Put all of the following lines into a numbered list, omitting any blank lines.

Raw records:
⁂

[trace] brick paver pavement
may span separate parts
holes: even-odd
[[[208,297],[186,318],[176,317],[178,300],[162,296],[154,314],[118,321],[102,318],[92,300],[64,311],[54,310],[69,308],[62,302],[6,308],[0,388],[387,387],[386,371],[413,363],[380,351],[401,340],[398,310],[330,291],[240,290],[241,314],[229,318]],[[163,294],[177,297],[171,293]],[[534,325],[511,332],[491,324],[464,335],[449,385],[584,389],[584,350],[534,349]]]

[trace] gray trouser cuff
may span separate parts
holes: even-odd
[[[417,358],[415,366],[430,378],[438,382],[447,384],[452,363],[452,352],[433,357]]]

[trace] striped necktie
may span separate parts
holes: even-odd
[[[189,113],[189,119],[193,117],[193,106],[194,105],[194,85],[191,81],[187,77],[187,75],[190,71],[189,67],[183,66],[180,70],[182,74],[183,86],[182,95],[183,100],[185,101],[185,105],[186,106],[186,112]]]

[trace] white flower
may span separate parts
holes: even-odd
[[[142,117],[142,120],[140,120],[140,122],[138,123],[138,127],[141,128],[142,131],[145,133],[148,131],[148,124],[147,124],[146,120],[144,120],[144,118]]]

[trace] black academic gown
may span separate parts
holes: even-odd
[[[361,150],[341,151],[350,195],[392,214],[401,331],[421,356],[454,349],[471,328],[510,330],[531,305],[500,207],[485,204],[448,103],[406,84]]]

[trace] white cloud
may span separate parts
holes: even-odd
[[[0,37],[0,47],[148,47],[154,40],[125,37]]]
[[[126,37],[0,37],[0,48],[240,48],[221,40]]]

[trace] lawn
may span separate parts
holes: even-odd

⁂

Answer:
1. [trace] brick paver pavement
2. may span separate parts
3. holes: even-odd
4. [[[208,297],[186,318],[176,317],[178,300],[162,296],[154,314],[118,321],[102,318],[92,300],[64,311],[54,310],[69,308],[62,302],[6,308],[0,388],[387,387],[386,371],[413,363],[380,351],[401,340],[398,310],[330,291],[240,290],[241,314],[229,318]],[[163,294],[177,297],[171,293]],[[534,325],[511,332],[491,324],[464,335],[449,385],[584,389],[584,350],[534,349]]]
5. [trace] gray trouser cuff
6. may span separate parts
7. holes: even-odd
8. [[[417,358],[415,366],[430,378],[438,382],[447,384],[452,363],[452,352],[433,357]]]
9. [trace] striped necktie
10. may span separate parts
11. holes: even-odd
12. [[[189,113],[189,119],[193,117],[193,106],[194,105],[194,85],[191,81],[187,77],[187,75],[190,71],[189,67],[183,66],[180,70],[182,74],[183,86],[182,95],[183,100],[185,101],[185,105],[186,106],[186,112]]]
13. [trace] white flower
14. may span separate parts
15. holes: even-odd
16. [[[142,117],[142,120],[140,120],[140,122],[138,123],[138,127],[141,128],[142,131],[145,133],[148,131],[148,124],[147,124],[146,120],[144,120],[144,118]]]
17. [trace] black academic gown
18. may span separate parts
19. holes: even-odd
20. [[[361,150],[341,151],[350,195],[392,214],[401,331],[421,356],[454,349],[471,328],[510,330],[531,305],[500,207],[485,204],[448,103],[406,84]]]
21. [trace] white cloud
22. may span separate parts
23. holes: even-odd
24. [[[0,37],[0,47],[148,47],[154,40],[125,37]]]
25. [[[126,37],[0,37],[0,48],[240,48],[221,40]]]
26. [trace] lawn
27. may span separate parts
28. holes: even-odd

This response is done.